• SHORT PROBLEM:
Copy the lines below verbatim, with every line in its original order. Omit the pictures from your reply.

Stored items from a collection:

- - -

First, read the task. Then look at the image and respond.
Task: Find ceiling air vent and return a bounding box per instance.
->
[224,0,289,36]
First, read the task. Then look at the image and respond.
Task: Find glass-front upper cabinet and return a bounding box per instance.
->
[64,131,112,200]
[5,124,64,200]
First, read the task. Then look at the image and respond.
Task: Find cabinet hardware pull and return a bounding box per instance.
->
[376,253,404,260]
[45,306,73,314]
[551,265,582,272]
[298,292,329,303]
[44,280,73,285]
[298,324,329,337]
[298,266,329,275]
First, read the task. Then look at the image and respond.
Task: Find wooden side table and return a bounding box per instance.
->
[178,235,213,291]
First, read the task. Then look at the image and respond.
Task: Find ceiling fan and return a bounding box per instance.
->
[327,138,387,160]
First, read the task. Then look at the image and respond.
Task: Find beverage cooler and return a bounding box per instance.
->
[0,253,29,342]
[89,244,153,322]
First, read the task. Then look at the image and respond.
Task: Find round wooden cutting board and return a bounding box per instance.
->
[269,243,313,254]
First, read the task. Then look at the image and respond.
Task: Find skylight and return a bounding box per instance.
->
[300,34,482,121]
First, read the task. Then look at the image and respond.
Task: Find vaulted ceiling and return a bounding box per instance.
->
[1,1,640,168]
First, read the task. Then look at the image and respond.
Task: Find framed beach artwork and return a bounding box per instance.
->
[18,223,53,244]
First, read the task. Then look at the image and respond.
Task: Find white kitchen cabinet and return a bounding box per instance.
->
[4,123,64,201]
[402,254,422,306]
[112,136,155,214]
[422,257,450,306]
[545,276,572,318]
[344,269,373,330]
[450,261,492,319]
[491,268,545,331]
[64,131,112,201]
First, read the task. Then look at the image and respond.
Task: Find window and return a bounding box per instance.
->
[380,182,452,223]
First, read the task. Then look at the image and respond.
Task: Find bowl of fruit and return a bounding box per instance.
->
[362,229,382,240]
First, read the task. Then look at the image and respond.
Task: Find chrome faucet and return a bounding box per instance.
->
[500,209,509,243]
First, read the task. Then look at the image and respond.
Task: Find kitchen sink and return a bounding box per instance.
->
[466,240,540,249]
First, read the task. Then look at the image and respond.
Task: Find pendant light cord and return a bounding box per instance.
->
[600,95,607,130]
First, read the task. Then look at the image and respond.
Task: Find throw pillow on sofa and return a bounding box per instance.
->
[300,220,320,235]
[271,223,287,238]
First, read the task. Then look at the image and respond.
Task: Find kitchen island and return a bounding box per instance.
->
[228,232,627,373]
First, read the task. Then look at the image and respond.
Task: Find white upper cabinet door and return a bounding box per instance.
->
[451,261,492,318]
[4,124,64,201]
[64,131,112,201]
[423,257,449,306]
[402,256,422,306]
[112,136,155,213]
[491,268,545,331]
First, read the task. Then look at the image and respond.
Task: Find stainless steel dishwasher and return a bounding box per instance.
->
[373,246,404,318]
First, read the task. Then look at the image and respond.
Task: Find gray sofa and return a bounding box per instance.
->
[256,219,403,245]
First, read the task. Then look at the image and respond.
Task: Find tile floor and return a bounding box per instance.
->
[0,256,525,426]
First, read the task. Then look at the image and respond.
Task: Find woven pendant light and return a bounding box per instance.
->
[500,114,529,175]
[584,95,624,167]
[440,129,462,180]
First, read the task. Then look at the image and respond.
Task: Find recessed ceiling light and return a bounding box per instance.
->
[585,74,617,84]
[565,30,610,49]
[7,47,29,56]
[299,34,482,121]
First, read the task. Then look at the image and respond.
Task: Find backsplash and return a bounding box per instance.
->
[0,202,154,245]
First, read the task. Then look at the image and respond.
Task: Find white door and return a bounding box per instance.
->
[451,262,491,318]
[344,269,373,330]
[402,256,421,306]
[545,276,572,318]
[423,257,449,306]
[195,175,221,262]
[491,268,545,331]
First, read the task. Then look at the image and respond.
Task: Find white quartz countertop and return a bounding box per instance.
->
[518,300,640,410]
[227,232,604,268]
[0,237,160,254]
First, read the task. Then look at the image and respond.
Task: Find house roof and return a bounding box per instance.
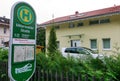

- - -

• TASK RESULT:
First, read the task. Then look at the image and respond.
Task: Find ceiling air vent and return a bounding box per instance.
->
[224,0,289,36]
First, read the task. Then look at the image and respond.
Task: Find glass-front upper cabinet and return a bounding box per instance.
->
[64,131,112,200]
[5,124,64,200]
First, read the task. Then look at the image and respond.
Task: Find cabinet hardware pull and return a bounding box per instance.
->
[376,253,404,260]
[45,306,73,314]
[551,265,582,272]
[298,292,329,303]
[44,280,73,285]
[298,324,329,337]
[298,266,329,275]
First, read the task. Then look at the image and respond.
Task: Find wooden side table and return a bounding box per instance.
->
[178,235,213,291]
First, read the task. Then look at the image and respond.
Task: Find ceiling fan and return a bounding box per instance.
->
[327,138,387,160]
First, read the task. Then look at the image and respond.
Task: Find beverage cooler and return a bounding box per instance.
->
[0,253,29,342]
[89,244,153,322]
First, read the task. Then look at the image and respond.
Task: Find round wooden cutting board and return a bounding box per instance.
->
[269,243,313,254]
First, read the task. Then look at the image and respond.
Task: Find skylight and return a bounding box per instance.
->
[300,34,482,121]
First, read the task. Then look at the image and respond.
Task: Find vaulted ceiling and return a bounding box per instance.
->
[1,1,640,168]
First, read the task. Then look at the image and respond.
Task: Find framed beach artwork and return a bounding box per instance.
->
[18,223,53,244]
First, read the task. Then look at the image and respond.
Task: Find white kitchen cabinet and return a bounding box per instance.
->
[4,123,64,201]
[402,254,422,306]
[112,136,155,214]
[422,257,450,306]
[545,276,572,318]
[344,269,373,330]
[450,261,492,319]
[491,268,545,331]
[64,131,112,201]
First, read the task. Then look at the image and respond.
Task: Find window and return a bounding box per instance.
->
[380,182,452,223]
First, read the task. Then look at the image and respond.
Task: Find bowl of fruit and return a bounding box per instance.
->
[362,229,382,240]
First, read the task. Then look at the image and respond.
Task: Find chrome faucet and return a bounding box per instance.
->
[500,209,509,243]
First, read the task. Then look at the image and respond.
Task: Find kitchen sink and return a bounding box per instance.
->
[466,240,540,249]
First, read the task. Then look at the image and respond.
Task: Find pendant light cord and return a bounding box per instance.
->
[600,95,607,130]
First, read the task. Then look at the image and respond.
Task: Find throw pillow on sofa and return a bounding box per instance.
->
[300,220,320,235]
[271,223,287,238]
First, read the task. Then look at the image and respond.
Task: Find kitchen island and return a bounding box per instance.
->
[228,232,627,373]
First, read the task. Then look at the image and respond.
Task: Find white upper cabinet door and return a bounding box per instance.
->
[451,261,492,318]
[4,124,64,201]
[64,131,112,201]
[423,257,449,306]
[402,256,422,306]
[112,136,155,213]
[491,268,545,331]
First, read the task. Then look at the image and respond.
Task: Find stainless steel dishwasher and return a bounding box per instance.
->
[373,246,404,318]
First, read the task. Then look at the image and respond.
Task: Find gray sofa and return a bounding box per instance.
->
[256,219,403,245]
First, read the task. Then look at the image and respond.
Task: Find tile floor and return a bounding box per instance.
->
[0,256,525,426]
First, read the task. Then look at the image and respond.
Task: Find woven pendant light and return a bounding box per instance.
->
[500,114,529,175]
[584,95,624,167]
[440,129,462,180]
First, read the task. Then look at the image and respond.
Task: Find recessed ceiling light and return a bounding box per instance.
->
[585,74,617,84]
[565,30,610,49]
[7,47,29,56]
[299,34,482,121]
First, read the task. Then look at the image and respond.
Task: Find backsplash and return a bounding box per instance.
->
[0,202,154,245]
First, read the task. Then look at the image and respond.
Task: Find white door and return a bounding box per instance.
->
[451,262,491,318]
[344,269,373,330]
[402,256,421,306]
[545,276,572,318]
[423,257,449,306]
[195,175,221,262]
[491,268,545,331]
First, read the task. Then look at the image and respond.
Task: Find white quartz countertop and return a bounding box per instance.
->
[518,300,640,410]
[227,232,604,268]
[0,237,160,254]
First, read the task. Then look at the image and respond.
Task: Find house roof and return a bounding box per instance.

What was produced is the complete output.